- **Défis à relever**
A - D'après le texte sur les PPR, les affirmations suivantes sont-elles exactes ? Répondez par oui ou par non pour chacune, en citant les mots du texte qui tranchent. (i) L'enquête s'est déroulée en mai 2013. (ii) Le taux de réponse dépasse 50 %. (iii) L'échantillon a été pondéré selon l'âge.
B - Veuillez reproduire à l'identique le passage du texte sur les PPR qui va de « Québec, octobre 2013 » à « réponse de 45,9 %. ».
C - Selon le texte sur les PPR, combien de professionnelles et professionnels de recherche compte-t-on au Québec dans les universités et centres affiliés francophones ?

- **Extrait du document**
Étude sur la situation des PPR dans les universités et centres affiliés du Québec

Québec, octobre 2013

  • On compte un peu plus de 2 500 professionnelles et professionnels de recherche (PPR) au Québec dans les universités et centres affiliés francophones.
  • L’enquête par questionnaire auprès de cette population s’est déroulée en mai 2013 et elle a obtenu un taux de réponse de 45,9 %.
  • L’échantillon a été pondéré selon le sexe, l’employeur et le domaine de recherche.
  • L’enquête couvre l’Université Laval, l’Université de Montréal, l’UQAM, l’Université de Sherbrooke et les autres constituantes de l’Université du Québec ainsi que les centres affiliés en santé dans les régions de Québec et de Sherbrooke.

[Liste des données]
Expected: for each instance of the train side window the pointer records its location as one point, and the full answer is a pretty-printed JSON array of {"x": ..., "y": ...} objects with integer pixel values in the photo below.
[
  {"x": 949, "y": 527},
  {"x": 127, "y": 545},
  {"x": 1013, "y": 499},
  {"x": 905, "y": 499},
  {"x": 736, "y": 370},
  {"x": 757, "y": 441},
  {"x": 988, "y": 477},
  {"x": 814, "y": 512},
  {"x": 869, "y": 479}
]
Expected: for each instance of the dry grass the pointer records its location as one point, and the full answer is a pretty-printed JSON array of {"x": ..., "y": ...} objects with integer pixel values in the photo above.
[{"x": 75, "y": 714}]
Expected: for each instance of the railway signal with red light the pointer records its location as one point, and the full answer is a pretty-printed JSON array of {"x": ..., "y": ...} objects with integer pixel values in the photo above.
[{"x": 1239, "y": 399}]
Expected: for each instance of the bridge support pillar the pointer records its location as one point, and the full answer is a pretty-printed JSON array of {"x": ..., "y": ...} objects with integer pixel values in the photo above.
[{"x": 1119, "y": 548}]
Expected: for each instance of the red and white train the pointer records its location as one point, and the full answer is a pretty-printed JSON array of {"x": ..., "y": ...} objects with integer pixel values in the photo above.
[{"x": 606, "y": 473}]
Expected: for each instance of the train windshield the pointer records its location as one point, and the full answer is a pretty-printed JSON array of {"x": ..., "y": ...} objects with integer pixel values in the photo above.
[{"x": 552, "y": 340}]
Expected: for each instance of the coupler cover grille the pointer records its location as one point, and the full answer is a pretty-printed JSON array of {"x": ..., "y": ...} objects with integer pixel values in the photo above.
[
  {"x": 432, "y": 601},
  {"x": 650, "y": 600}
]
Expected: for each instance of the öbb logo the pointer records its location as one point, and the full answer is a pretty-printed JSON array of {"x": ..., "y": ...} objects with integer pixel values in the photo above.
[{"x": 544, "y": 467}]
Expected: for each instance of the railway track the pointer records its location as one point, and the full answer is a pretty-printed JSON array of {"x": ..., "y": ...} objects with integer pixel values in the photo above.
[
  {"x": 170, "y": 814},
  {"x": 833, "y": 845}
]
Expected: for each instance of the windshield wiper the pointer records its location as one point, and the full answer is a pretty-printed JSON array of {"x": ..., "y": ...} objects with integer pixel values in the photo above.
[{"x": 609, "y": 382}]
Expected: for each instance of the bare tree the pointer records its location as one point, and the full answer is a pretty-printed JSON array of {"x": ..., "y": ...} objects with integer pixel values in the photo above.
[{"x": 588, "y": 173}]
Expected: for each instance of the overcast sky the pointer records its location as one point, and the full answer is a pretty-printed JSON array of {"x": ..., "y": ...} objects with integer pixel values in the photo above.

- **Réponses par tâche**
A -
(i) Oui : « L’enquête par questionnaire auprès de cette population s’est déroulée en mai 2013 ».
(ii) Non : « elle a obtenu un taux de réponse de 45,9 % ».
(iii) Non : « L’échantillon a été pondéré selon le sexe, l’employeur et le domaine de recherche ».

B -
Québec, octobre 2013

  • On compte un peu plus de 2 500 professionnelles et professionnels de recherche (PPR) au Québec dans les universités et centres affiliés francophones.
  • L’enquête par questionnaire auprès de cette population s’est déroulée en mai 2013 et elle a obtenu un taux de réponse de 45,9 %.

C - Un peu plus de 2 500.